## Tugas Anda
Salin bagian dari artikel tentang Kebun Raya Bogor mulai dari "Untuk itu, ia" sampai dengan "tahun pandemi Covid-19." persis seperti teks aslinya.

REPUBLIKA.CO.ID, BOGOR -- Menteri Kehutanan periode 2004-2009 sekaligus pemerhati lingkungan, MS Kaban mendorong Kebun Raya Bogor (KRB) menjadi objek wisata konservasi tumbuhan dan hewan yang mampu adaptif terhadap perubahan zaman, dengan tetap mempertahankan keseimbangan.
"Kebun Raya itu dikenal dunia, mau tidak mau akan dikunjungi, sehingga peluang untuk menjadi kawasan wisata sangat terbuka. Atau menjadi kawasan wisata konservasi," kata Kaban saat meninjau Kebun Raya Bogor, Kota Bogor, Jawa Barat, Selasa (5/10).
Menurut Kaban, banyak ahli dan pakar yang bisa memberikan masukan dan kajian mengenai fungsi Kebun Raya Bogor sebagai tempat konservasi yang dapat diimbangi menjadi tempat wisata yang adaptif. Kebun seluas mencapai 87 hektare yang berusia 204 tahun tersebut memiliki koleksi tumbuhan sekitar 222 suku (famili), 1.257 marga, 3.423 jumlah spesies, dan 13.684 spesimen.
Tempat yang menjadi kebanggaan Kota Bogor itu juga telah menjadi tujuan wisata bagi banyak wisatawan Indonesia dan dunia. Sehingga dari sisi terminologi wisata, menurut Kaban, perlu ada pengelola yang sifatnya menata bisnis agar mampu menghasilkan serta mampu menjaga keseimbangan lingkungan atau ekosistem di dalamnya.
Selain itu, sambung dia, kawasan Kebun Raya Bogor harus tetap mempertahankan citra kawasan konservasi. Hal itu karena menjadi sumber perkembangan ilmu pengetahuan yang harus tetap terjaga dan terpelihara. "Jadi kalau saya lihatnya ini tidak dipertentangkan, tapi dia harus dicari titik keseimbangan, karena konservasi dan wisata itu menjaga keseimbangan," kata Kaban.
Dia menilai, pengelolaan Kebun Raya Bogor saat ini, sudah cukup teratur dan tertata baik dengan mempertahankan nilai konservasi yang masih terjaga dengan maksimal. "Sebagai contoh dulu saya melihat sarang lebah dan kelelawar dan itu menandakan alam konservasi Kebun Raya Bogor berjalan baik," kata Kaban.
Guru Besar Institut Pertanian Bogor (IPB) Hermanto Siregar menyampaikan, perlu adanya sebuah parameter untuk melihat Kebun Raya Bogor dari sudut pandang ekonomi dan wisata. Komersialisasi Kebun Raya Bogor, lanjut dia, bisa mempunyai dampak negatif dan juga positif di dalam titik batas tertentu.
Untuk itu, ia berharap, adanya kajian lebih lanjut mengenai daya tampung wisatawan yang tidak boleh mengganggu aktivitas pelestarian ribuan tumbuhan. Hermanto mendukung langkah inovasi edukasi digital yang dilakukan secara daring oleh pengelola Kebun Raya Bogor kepada 10 ribu pelajar selama lebih kurang 1,5 tahun pandemi Covid-19.

Data penunjukan titik pada gambar
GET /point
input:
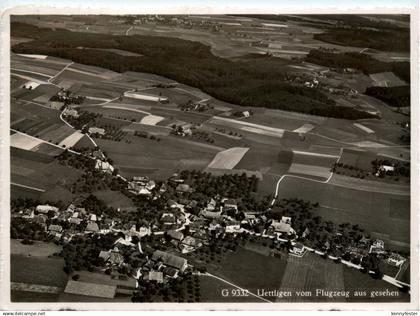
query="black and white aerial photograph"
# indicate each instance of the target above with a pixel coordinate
(210, 158)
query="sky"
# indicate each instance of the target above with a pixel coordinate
(215, 5)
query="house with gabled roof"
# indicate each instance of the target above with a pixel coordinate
(92, 227)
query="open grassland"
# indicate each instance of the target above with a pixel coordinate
(267, 160)
(371, 210)
(228, 158)
(23, 141)
(38, 270)
(21, 192)
(211, 290)
(312, 164)
(309, 273)
(357, 281)
(40, 170)
(39, 122)
(113, 199)
(38, 249)
(258, 77)
(157, 159)
(259, 272)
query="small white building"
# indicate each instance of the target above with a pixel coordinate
(44, 209)
(96, 130)
(298, 249)
(104, 166)
(396, 260)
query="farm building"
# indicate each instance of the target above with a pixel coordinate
(44, 209)
(184, 188)
(90, 289)
(298, 249)
(168, 219)
(96, 130)
(396, 260)
(137, 188)
(231, 204)
(175, 234)
(378, 246)
(211, 205)
(71, 112)
(155, 276)
(56, 105)
(55, 229)
(112, 257)
(211, 215)
(283, 226)
(92, 227)
(170, 260)
(104, 166)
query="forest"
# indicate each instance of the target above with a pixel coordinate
(393, 96)
(244, 82)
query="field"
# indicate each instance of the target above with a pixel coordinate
(250, 275)
(211, 292)
(356, 281)
(39, 121)
(23, 141)
(310, 273)
(158, 160)
(355, 205)
(38, 270)
(40, 171)
(38, 249)
(113, 198)
(228, 158)
(313, 165)
(386, 79)
(34, 276)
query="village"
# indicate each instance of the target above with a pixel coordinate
(138, 252)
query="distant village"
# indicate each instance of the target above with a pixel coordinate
(183, 226)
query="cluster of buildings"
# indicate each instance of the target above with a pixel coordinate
(141, 186)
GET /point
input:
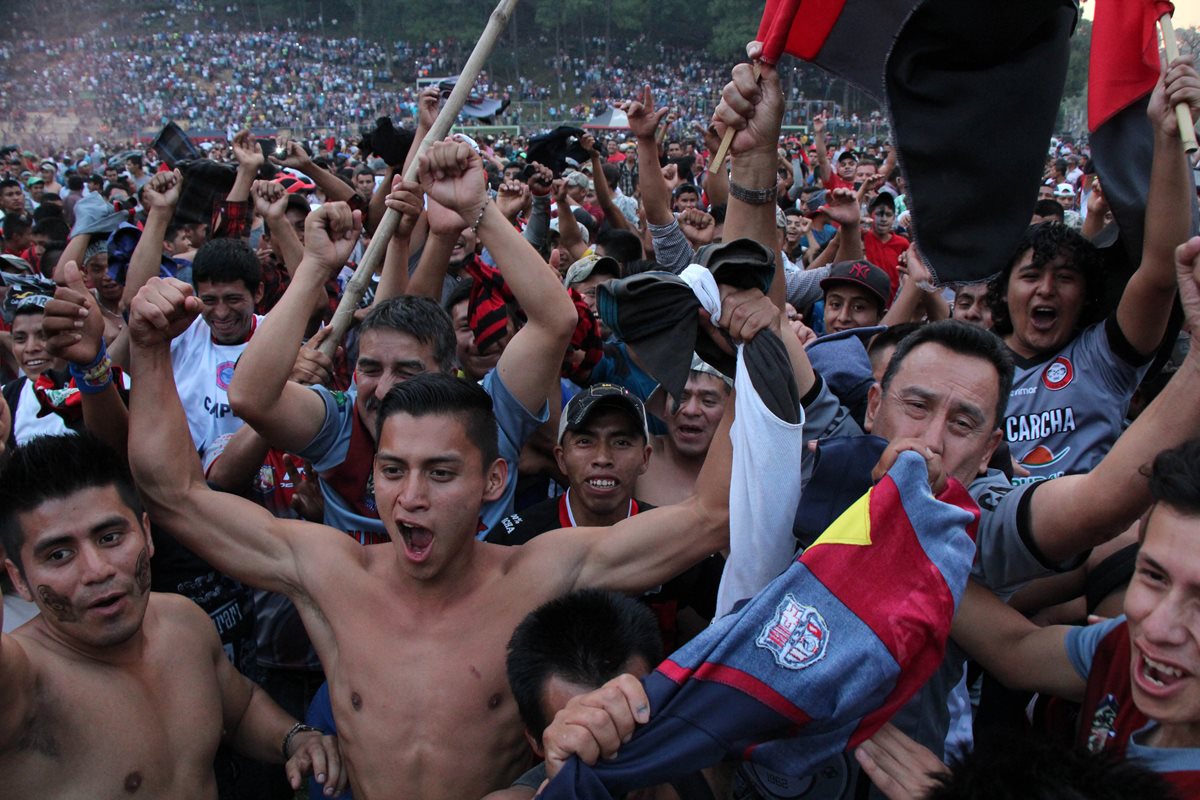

## Tugas selesai
Untuk itu, ia berharap, adanya kajian lebih lanjut mengenai daya tampung wisatawan yang tidak boleh mengganggu aktivitas pelestarian ribuan tumbuhan. Hermanto mendukung langkah inovasi edukasi digital yang dilakukan secara daring oleh pengelola Kebun Raya Bogor kepada 10 ribu pelajar selama lebih kurang 1,5 tahun pandemi Covid-19.